Aim of the task
Copy the listing from its first line through the line containing "top-left (144, 121), bottom-right (205, 169)". Keep every detect line, and shift each bounding-box coordinate in the answers by -97.

Records provided

○ ○ ○

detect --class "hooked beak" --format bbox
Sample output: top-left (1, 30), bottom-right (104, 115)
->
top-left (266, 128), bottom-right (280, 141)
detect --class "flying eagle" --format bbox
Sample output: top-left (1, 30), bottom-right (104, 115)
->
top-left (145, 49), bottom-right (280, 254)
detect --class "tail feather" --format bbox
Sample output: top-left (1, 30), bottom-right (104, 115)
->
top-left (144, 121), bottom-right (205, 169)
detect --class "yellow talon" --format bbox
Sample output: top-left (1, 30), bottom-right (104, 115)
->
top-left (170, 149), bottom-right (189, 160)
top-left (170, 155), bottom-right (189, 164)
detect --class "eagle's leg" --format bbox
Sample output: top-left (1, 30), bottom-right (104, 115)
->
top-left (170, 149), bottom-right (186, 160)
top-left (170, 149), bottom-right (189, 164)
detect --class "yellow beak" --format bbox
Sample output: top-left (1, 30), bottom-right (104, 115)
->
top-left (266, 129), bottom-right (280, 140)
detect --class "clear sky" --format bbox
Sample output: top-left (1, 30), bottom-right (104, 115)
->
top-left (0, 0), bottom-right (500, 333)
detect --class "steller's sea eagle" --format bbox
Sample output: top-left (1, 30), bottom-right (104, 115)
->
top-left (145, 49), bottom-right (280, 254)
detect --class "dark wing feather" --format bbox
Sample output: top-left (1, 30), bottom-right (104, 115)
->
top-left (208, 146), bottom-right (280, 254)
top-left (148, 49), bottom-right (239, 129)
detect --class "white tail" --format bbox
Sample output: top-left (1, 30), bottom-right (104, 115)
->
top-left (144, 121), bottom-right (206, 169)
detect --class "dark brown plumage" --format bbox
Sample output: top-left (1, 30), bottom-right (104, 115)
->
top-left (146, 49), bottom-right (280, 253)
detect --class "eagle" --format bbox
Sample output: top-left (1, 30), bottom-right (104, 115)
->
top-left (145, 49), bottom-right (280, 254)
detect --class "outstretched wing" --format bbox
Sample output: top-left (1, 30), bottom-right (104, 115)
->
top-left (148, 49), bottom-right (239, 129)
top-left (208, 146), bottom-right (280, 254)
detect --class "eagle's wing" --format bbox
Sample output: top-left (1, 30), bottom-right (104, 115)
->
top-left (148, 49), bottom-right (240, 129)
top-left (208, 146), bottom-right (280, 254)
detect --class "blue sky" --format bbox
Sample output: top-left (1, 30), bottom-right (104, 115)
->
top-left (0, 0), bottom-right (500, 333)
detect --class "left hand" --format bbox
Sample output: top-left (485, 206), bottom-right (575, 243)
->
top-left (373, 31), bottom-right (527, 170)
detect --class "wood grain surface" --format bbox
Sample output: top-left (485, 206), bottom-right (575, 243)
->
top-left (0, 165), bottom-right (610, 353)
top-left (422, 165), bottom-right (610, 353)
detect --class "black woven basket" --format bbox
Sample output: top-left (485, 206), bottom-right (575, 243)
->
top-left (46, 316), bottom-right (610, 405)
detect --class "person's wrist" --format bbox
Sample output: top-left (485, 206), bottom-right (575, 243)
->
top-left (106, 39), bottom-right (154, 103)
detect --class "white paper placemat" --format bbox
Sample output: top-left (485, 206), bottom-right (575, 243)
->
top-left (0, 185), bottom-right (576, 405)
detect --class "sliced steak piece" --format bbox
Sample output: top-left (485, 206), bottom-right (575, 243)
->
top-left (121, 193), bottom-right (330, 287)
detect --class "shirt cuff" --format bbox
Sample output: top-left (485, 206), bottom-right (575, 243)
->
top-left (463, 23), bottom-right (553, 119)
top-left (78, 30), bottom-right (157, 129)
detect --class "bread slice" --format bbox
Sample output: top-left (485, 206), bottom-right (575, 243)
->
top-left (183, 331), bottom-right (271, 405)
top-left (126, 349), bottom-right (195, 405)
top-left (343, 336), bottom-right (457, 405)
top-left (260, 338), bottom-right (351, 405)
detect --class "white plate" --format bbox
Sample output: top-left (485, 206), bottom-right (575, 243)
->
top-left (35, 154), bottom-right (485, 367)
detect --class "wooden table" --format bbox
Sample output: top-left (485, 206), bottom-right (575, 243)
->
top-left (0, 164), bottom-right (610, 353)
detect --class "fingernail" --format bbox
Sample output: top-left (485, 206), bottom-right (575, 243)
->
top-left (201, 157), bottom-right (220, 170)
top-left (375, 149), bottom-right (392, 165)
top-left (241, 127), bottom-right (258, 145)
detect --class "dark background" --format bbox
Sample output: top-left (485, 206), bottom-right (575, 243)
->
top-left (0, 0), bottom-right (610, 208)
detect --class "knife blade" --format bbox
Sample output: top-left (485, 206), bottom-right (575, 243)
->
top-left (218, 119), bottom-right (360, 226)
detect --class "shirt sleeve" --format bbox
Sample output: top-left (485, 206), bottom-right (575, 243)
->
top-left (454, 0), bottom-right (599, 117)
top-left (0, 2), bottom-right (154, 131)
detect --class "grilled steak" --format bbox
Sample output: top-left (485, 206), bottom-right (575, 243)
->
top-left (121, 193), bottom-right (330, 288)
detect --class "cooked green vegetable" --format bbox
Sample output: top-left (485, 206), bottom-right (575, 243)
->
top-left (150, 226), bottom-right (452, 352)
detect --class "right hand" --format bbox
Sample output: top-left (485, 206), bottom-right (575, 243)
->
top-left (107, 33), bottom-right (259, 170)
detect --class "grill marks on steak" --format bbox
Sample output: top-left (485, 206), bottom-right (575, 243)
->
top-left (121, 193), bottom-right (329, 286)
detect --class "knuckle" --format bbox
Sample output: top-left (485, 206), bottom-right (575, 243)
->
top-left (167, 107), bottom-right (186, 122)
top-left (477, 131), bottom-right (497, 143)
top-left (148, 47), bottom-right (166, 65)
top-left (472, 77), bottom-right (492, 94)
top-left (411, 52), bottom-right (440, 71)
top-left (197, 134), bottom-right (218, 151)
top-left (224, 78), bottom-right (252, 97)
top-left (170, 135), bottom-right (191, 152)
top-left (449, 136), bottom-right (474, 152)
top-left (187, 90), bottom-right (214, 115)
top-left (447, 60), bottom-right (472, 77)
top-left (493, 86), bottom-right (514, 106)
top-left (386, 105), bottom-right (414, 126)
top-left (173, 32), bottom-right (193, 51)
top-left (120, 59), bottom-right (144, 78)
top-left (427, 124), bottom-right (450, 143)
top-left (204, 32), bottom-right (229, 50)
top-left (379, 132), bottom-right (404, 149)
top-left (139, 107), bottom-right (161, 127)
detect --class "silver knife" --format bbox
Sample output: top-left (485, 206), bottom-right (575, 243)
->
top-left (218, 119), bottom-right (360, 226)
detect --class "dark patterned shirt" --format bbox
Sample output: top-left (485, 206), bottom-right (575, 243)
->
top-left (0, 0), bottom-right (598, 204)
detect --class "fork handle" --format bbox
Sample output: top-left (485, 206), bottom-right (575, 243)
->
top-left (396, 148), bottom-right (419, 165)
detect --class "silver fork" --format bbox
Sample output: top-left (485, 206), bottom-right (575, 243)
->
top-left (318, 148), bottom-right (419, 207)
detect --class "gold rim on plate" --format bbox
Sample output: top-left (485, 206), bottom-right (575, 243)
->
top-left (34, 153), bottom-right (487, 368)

○ ○ ○

Solved exercise
detect --class "hooked beak" --format bbox
Sample output: top-left (1, 30), bottom-right (104, 115)
->
top-left (169, 31), bottom-right (183, 44)
detect --class "flying eagle" --format bbox
Sample output: top-left (1, 30), bottom-right (104, 115)
->
top-left (48, -48), bottom-right (183, 157)
detect --class "tail feather" --format bbox
Sample output: top-left (1, 30), bottom-right (104, 115)
->
top-left (47, 24), bottom-right (108, 72)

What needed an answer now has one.